Goal
Filter the entries below and copy every line that contains the word "bowl". Treat case as significant.

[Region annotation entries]
________________________________________
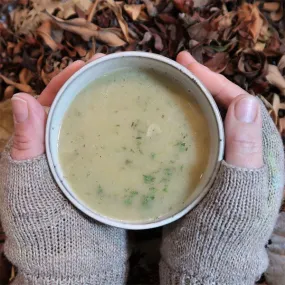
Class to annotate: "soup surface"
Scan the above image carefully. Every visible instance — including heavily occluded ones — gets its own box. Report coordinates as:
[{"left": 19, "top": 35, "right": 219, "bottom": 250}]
[{"left": 59, "top": 69, "right": 210, "bottom": 222}]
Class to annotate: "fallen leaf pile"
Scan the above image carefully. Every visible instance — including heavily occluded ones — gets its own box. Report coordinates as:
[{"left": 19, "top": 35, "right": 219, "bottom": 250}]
[
  {"left": 0, "top": 0, "right": 285, "bottom": 140},
  {"left": 0, "top": 0, "right": 285, "bottom": 280}
]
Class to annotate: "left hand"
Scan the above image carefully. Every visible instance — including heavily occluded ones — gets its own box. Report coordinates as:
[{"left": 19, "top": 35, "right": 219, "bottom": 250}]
[{"left": 11, "top": 53, "right": 104, "bottom": 160}]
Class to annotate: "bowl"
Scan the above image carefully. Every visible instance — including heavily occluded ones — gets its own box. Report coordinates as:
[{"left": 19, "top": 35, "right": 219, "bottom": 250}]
[{"left": 46, "top": 52, "right": 224, "bottom": 230}]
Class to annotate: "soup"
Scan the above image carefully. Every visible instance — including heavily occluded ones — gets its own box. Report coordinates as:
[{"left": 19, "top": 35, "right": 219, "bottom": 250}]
[{"left": 59, "top": 68, "right": 210, "bottom": 222}]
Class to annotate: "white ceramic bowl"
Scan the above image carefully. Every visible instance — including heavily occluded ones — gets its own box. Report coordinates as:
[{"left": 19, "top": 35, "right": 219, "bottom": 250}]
[{"left": 46, "top": 52, "right": 224, "bottom": 229}]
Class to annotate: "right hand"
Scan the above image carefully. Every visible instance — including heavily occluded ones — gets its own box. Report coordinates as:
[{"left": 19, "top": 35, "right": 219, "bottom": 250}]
[
  {"left": 0, "top": 54, "right": 129, "bottom": 285},
  {"left": 161, "top": 52, "right": 284, "bottom": 285}
]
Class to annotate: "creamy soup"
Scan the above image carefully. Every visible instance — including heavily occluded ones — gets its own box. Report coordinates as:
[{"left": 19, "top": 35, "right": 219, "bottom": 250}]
[{"left": 59, "top": 69, "right": 210, "bottom": 222}]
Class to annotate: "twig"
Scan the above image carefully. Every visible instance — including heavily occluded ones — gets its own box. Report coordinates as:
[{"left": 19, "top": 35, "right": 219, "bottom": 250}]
[{"left": 87, "top": 0, "right": 101, "bottom": 22}]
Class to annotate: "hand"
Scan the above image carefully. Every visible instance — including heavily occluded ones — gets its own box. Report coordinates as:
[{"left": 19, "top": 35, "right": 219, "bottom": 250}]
[
  {"left": 11, "top": 53, "right": 104, "bottom": 160},
  {"left": 160, "top": 52, "right": 284, "bottom": 285},
  {"left": 0, "top": 54, "right": 129, "bottom": 285}
]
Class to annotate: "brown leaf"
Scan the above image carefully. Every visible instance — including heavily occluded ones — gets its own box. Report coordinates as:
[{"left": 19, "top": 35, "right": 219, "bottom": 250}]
[
  {"left": 142, "top": 0, "right": 157, "bottom": 17},
  {"left": 0, "top": 74, "right": 34, "bottom": 94},
  {"left": 36, "top": 20, "right": 58, "bottom": 51},
  {"left": 158, "top": 14, "right": 177, "bottom": 24},
  {"left": 153, "top": 34, "right": 164, "bottom": 51},
  {"left": 124, "top": 4, "right": 145, "bottom": 21},
  {"left": 46, "top": 12, "right": 126, "bottom": 46},
  {"left": 173, "top": 0, "right": 194, "bottom": 14},
  {"left": 266, "top": 64, "right": 285, "bottom": 96},
  {"left": 19, "top": 68, "right": 34, "bottom": 85},
  {"left": 270, "top": 6, "right": 284, "bottom": 22},
  {"left": 4, "top": 85, "right": 15, "bottom": 99},
  {"left": 237, "top": 3, "right": 263, "bottom": 42},
  {"left": 238, "top": 49, "right": 268, "bottom": 79},
  {"left": 204, "top": 52, "right": 229, "bottom": 73},
  {"left": 262, "top": 2, "right": 280, "bottom": 12},
  {"left": 187, "top": 21, "right": 219, "bottom": 42},
  {"left": 105, "top": 0, "right": 130, "bottom": 43},
  {"left": 138, "top": 32, "right": 152, "bottom": 45},
  {"left": 193, "top": 0, "right": 210, "bottom": 8}
]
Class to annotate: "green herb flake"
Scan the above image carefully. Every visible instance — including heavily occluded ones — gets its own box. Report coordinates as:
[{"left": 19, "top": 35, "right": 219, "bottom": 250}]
[
  {"left": 125, "top": 159, "right": 133, "bottom": 165},
  {"left": 143, "top": 175, "right": 155, "bottom": 184},
  {"left": 163, "top": 168, "right": 173, "bottom": 177},
  {"left": 142, "top": 193, "right": 155, "bottom": 206},
  {"left": 97, "top": 185, "right": 103, "bottom": 195},
  {"left": 124, "top": 189, "right": 139, "bottom": 205}
]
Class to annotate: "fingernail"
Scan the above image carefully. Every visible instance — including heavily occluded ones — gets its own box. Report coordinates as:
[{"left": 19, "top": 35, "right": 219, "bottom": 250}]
[
  {"left": 11, "top": 95, "right": 29, "bottom": 123},
  {"left": 235, "top": 96, "right": 258, "bottom": 123}
]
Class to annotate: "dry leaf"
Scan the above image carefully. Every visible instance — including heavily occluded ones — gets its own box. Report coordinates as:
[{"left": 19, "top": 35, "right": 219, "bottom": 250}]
[
  {"left": 143, "top": 0, "right": 157, "bottom": 17},
  {"left": 173, "top": 0, "right": 194, "bottom": 14},
  {"left": 46, "top": 12, "right": 126, "bottom": 46},
  {"left": 262, "top": 2, "right": 281, "bottom": 12},
  {"left": 237, "top": 3, "right": 263, "bottom": 42},
  {"left": 187, "top": 21, "right": 219, "bottom": 42},
  {"left": 124, "top": 4, "right": 145, "bottom": 21},
  {"left": 0, "top": 74, "right": 34, "bottom": 94},
  {"left": 266, "top": 64, "right": 285, "bottom": 96},
  {"left": 235, "top": 49, "right": 268, "bottom": 79},
  {"left": 36, "top": 20, "right": 58, "bottom": 51}
]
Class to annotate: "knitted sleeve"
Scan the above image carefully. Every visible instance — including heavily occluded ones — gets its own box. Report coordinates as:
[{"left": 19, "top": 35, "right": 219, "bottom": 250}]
[
  {"left": 160, "top": 101, "right": 284, "bottom": 285},
  {"left": 0, "top": 142, "right": 128, "bottom": 285}
]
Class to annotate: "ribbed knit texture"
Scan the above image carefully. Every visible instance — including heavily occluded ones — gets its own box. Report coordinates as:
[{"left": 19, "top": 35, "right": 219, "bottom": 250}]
[
  {"left": 0, "top": 100, "right": 284, "bottom": 285},
  {"left": 265, "top": 212, "right": 285, "bottom": 285},
  {"left": 0, "top": 143, "right": 128, "bottom": 285},
  {"left": 160, "top": 101, "right": 284, "bottom": 285}
]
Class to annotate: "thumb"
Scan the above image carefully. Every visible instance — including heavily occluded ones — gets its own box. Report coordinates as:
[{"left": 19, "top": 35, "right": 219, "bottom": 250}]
[
  {"left": 11, "top": 93, "right": 47, "bottom": 160},
  {"left": 225, "top": 95, "right": 263, "bottom": 168}
]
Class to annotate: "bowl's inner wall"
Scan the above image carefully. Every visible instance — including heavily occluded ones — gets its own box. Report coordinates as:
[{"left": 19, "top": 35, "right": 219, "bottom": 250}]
[{"left": 47, "top": 56, "right": 219, "bottom": 224}]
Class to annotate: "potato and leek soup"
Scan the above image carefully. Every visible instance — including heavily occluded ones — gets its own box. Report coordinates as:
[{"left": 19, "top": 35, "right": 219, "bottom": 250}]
[{"left": 59, "top": 68, "right": 210, "bottom": 222}]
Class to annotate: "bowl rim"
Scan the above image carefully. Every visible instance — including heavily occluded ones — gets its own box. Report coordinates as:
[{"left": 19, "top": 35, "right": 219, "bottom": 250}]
[{"left": 45, "top": 51, "right": 225, "bottom": 230}]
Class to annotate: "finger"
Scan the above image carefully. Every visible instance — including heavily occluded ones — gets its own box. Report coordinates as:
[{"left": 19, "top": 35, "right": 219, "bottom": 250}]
[
  {"left": 225, "top": 95, "right": 263, "bottom": 168},
  {"left": 86, "top": 53, "right": 106, "bottom": 63},
  {"left": 38, "top": 60, "right": 85, "bottom": 107},
  {"left": 11, "top": 93, "right": 47, "bottom": 160},
  {"left": 177, "top": 51, "right": 246, "bottom": 107}
]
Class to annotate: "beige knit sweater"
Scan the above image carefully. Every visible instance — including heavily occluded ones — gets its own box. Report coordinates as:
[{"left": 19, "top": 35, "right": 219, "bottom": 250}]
[{"left": 0, "top": 102, "right": 284, "bottom": 285}]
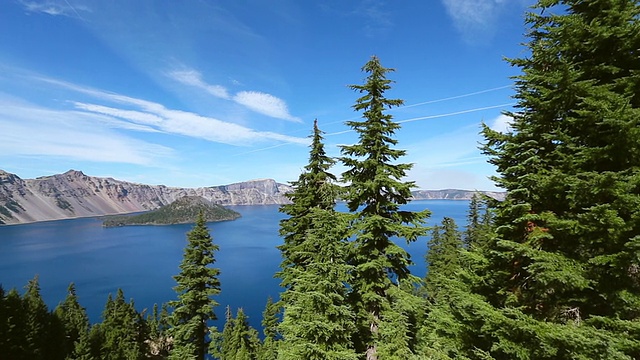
________________________________________
Solution to the exercise
Class to annotate: "bowl"
Class to annotate: "white ceramic bowl"
Class to annotate: "bowl's inner wall"
Class to annotate: "bowl rim"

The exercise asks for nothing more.